• [Working data]:
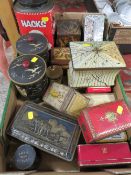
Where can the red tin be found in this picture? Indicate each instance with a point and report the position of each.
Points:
(104, 154)
(98, 89)
(104, 120)
(36, 17)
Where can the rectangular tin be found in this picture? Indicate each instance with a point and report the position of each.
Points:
(47, 130)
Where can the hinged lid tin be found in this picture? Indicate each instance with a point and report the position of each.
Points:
(28, 72)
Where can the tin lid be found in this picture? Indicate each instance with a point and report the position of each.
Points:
(32, 43)
(24, 157)
(44, 7)
(54, 72)
(27, 69)
(32, 2)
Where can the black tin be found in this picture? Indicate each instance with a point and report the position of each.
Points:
(28, 72)
(25, 158)
(47, 130)
(33, 43)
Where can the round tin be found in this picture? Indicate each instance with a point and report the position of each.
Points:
(55, 73)
(33, 16)
(25, 157)
(28, 72)
(33, 43)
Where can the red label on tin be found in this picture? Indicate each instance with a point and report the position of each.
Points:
(42, 22)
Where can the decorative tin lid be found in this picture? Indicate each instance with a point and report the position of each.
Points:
(46, 6)
(32, 43)
(24, 157)
(68, 27)
(32, 2)
(27, 69)
(54, 72)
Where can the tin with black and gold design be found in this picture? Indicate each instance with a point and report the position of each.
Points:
(67, 31)
(28, 72)
(33, 43)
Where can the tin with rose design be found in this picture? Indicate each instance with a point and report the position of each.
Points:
(28, 73)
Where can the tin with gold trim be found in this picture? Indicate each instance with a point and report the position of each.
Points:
(33, 43)
(28, 73)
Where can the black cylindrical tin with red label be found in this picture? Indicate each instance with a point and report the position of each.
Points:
(33, 43)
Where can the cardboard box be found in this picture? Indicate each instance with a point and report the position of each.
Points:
(48, 162)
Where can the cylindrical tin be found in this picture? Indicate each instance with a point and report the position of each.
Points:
(55, 73)
(36, 16)
(25, 157)
(33, 43)
(28, 72)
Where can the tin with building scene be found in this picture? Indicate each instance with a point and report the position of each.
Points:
(28, 73)
(33, 43)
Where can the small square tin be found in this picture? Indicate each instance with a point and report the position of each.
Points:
(46, 129)
(67, 31)
(65, 99)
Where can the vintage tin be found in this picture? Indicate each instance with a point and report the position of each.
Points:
(46, 129)
(55, 73)
(33, 43)
(61, 56)
(65, 99)
(94, 27)
(25, 158)
(28, 72)
(122, 37)
(67, 31)
(104, 120)
(104, 154)
(35, 16)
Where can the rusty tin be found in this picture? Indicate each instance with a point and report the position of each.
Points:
(28, 73)
(47, 130)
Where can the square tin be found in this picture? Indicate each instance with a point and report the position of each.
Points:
(46, 129)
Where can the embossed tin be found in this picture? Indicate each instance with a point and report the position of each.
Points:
(36, 16)
(67, 31)
(61, 56)
(46, 129)
(33, 43)
(28, 72)
(25, 157)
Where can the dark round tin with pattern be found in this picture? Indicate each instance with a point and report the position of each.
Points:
(25, 157)
(28, 72)
(33, 43)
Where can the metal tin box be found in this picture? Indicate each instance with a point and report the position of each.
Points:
(28, 72)
(47, 130)
(67, 31)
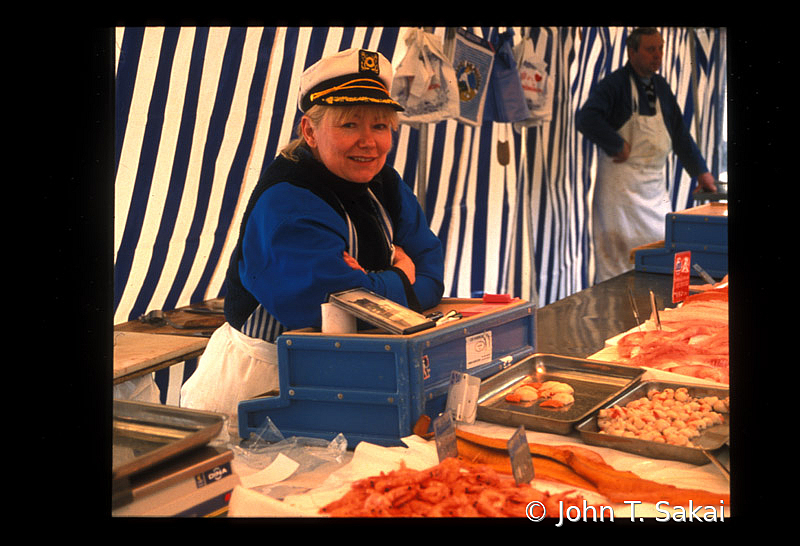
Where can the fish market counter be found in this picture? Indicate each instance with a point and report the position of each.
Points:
(580, 324)
(624, 482)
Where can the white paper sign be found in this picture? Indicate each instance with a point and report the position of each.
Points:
(479, 349)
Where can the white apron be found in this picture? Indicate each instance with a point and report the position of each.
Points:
(233, 367)
(630, 198)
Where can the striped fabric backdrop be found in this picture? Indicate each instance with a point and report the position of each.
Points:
(201, 111)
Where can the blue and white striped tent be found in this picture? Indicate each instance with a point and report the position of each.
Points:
(201, 111)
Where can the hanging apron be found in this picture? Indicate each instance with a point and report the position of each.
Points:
(631, 199)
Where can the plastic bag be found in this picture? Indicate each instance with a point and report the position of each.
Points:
(537, 83)
(505, 99)
(263, 447)
(425, 82)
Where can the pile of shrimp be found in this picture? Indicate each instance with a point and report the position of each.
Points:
(453, 488)
(550, 394)
(669, 416)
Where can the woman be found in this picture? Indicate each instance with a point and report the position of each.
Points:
(327, 215)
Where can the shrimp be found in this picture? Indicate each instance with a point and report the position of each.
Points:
(490, 503)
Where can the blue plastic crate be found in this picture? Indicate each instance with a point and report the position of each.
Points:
(374, 386)
(701, 230)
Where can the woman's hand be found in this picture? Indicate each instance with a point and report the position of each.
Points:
(404, 264)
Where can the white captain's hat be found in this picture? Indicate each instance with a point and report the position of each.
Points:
(352, 76)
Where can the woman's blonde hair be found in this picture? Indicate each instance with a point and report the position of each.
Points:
(317, 113)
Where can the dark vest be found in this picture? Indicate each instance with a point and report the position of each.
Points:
(348, 199)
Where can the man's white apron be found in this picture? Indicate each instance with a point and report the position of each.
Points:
(630, 198)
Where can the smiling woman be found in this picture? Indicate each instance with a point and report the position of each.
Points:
(352, 142)
(327, 215)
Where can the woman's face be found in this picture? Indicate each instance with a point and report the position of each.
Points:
(352, 146)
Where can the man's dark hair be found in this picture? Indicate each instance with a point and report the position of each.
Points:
(635, 37)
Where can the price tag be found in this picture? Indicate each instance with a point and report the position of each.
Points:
(520, 454)
(462, 397)
(445, 436)
(681, 275)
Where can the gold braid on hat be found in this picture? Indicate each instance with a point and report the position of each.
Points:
(376, 85)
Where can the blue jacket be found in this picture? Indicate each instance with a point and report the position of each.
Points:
(609, 107)
(293, 236)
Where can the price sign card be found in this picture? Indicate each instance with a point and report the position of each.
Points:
(520, 454)
(445, 435)
(462, 397)
(681, 275)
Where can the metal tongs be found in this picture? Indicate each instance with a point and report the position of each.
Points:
(654, 315)
(635, 310)
(159, 318)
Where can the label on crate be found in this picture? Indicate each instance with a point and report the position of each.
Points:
(479, 349)
(520, 454)
(445, 434)
(681, 276)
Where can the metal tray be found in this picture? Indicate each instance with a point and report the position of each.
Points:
(709, 440)
(146, 434)
(595, 383)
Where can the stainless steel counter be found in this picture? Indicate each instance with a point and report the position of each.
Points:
(578, 325)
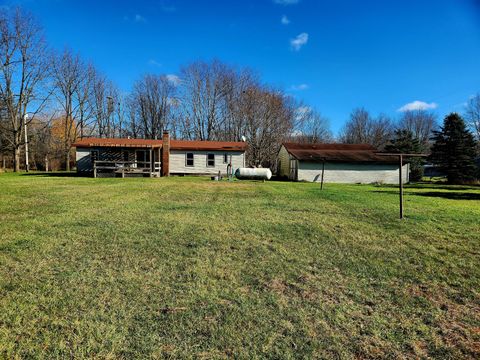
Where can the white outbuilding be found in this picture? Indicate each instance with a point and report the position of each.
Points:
(338, 163)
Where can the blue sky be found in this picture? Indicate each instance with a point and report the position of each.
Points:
(334, 55)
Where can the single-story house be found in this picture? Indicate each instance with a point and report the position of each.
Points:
(106, 157)
(338, 163)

• [Work task]:
Which lines in the records above contain the word "white"? Return each of them.

• [Output of the task]:
Where can the white paper sign be found in this picture? Indicate each instance with a point and report the position of each.
Where can the white apron be found in this picture? Indicate each instance with a point and report the position of each.
Where can the blue and white striped tent be found in this picture? Indicate each instance with a point and report the position of each.
Where can the white captain's hat be found in this picture? Indicate each instance with a point and report the position of each.
Where can the man's white apron be found in this picture? Indicate each instance with a point and report the position of each.
Where can the white outbuilding be found in this picture? Indicate each instance with a point and report the position of each.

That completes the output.